■ **PROBLEM TO SOLVE**
Match the word "pink". Return each line of the data below where it appears.
--- START ---
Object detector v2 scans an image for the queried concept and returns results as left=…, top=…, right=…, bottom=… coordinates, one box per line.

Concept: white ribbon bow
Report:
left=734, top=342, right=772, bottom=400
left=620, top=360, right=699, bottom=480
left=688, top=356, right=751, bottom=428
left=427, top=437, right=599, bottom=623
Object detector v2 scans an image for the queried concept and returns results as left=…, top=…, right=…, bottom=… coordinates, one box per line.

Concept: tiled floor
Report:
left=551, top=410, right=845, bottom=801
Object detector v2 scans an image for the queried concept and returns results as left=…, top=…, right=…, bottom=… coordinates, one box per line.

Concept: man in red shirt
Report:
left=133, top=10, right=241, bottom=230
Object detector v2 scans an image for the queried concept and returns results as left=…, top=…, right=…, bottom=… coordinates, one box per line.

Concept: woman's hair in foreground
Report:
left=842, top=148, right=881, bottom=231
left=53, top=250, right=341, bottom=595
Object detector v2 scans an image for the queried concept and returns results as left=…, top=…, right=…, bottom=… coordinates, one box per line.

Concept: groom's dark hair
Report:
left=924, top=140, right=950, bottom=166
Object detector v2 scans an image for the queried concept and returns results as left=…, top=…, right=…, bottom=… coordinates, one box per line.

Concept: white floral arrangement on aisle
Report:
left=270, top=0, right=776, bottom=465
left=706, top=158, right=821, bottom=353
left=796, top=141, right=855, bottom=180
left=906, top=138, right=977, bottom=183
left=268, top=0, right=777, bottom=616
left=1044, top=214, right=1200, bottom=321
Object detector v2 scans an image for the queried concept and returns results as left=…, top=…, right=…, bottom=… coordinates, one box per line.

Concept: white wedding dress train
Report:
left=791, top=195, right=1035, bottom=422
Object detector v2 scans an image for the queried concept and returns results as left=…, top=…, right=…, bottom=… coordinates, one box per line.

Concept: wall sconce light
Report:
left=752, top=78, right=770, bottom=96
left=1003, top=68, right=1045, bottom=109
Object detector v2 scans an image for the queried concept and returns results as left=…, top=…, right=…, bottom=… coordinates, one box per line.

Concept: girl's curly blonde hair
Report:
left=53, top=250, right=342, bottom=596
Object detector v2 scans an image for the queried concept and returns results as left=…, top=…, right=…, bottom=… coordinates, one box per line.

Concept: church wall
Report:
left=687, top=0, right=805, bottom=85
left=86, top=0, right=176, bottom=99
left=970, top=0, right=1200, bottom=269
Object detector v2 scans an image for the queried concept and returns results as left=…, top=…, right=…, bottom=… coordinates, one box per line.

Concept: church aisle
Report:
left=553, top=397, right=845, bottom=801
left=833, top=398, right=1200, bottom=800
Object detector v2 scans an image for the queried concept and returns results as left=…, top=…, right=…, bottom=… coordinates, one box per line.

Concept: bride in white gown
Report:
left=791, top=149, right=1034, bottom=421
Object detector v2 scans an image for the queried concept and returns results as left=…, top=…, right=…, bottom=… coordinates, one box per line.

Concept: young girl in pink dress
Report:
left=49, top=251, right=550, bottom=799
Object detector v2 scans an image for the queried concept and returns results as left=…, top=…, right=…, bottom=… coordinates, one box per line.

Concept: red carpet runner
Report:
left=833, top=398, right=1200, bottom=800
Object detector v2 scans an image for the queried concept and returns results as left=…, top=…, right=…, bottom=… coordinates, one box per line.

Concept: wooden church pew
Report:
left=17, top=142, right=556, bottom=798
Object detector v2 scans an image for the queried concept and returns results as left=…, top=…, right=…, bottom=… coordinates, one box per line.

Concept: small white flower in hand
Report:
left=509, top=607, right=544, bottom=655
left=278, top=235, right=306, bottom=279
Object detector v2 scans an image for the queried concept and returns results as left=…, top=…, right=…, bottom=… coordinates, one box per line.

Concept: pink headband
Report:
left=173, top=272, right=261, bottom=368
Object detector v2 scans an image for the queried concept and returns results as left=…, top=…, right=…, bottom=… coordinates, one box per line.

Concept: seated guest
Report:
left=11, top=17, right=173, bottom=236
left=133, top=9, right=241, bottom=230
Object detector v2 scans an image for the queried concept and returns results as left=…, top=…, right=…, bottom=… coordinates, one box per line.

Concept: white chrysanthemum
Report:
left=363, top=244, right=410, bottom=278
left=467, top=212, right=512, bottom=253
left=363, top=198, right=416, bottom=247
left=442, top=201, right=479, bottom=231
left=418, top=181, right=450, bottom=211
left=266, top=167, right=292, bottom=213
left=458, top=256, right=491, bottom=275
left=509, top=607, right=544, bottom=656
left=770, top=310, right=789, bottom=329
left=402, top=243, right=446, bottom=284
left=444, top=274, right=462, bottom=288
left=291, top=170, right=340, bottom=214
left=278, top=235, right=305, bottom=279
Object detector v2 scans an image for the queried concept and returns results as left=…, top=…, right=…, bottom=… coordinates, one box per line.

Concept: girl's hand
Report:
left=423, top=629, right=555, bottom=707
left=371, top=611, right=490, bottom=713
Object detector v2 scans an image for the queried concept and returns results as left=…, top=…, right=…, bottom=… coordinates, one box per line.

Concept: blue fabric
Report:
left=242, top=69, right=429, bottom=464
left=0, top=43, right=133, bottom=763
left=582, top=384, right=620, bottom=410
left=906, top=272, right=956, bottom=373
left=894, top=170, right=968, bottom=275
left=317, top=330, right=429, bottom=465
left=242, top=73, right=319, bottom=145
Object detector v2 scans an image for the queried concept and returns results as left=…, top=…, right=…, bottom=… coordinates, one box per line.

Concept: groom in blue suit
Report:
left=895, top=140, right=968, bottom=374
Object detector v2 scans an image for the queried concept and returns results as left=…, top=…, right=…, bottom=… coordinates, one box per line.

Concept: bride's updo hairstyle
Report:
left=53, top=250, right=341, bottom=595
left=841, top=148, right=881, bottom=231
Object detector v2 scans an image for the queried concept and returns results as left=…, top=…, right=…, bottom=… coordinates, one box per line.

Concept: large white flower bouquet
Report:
--- END ---
■ **ANSWER TO THIS TASK**
Concept: young girl in pink dress
Concept: pink headband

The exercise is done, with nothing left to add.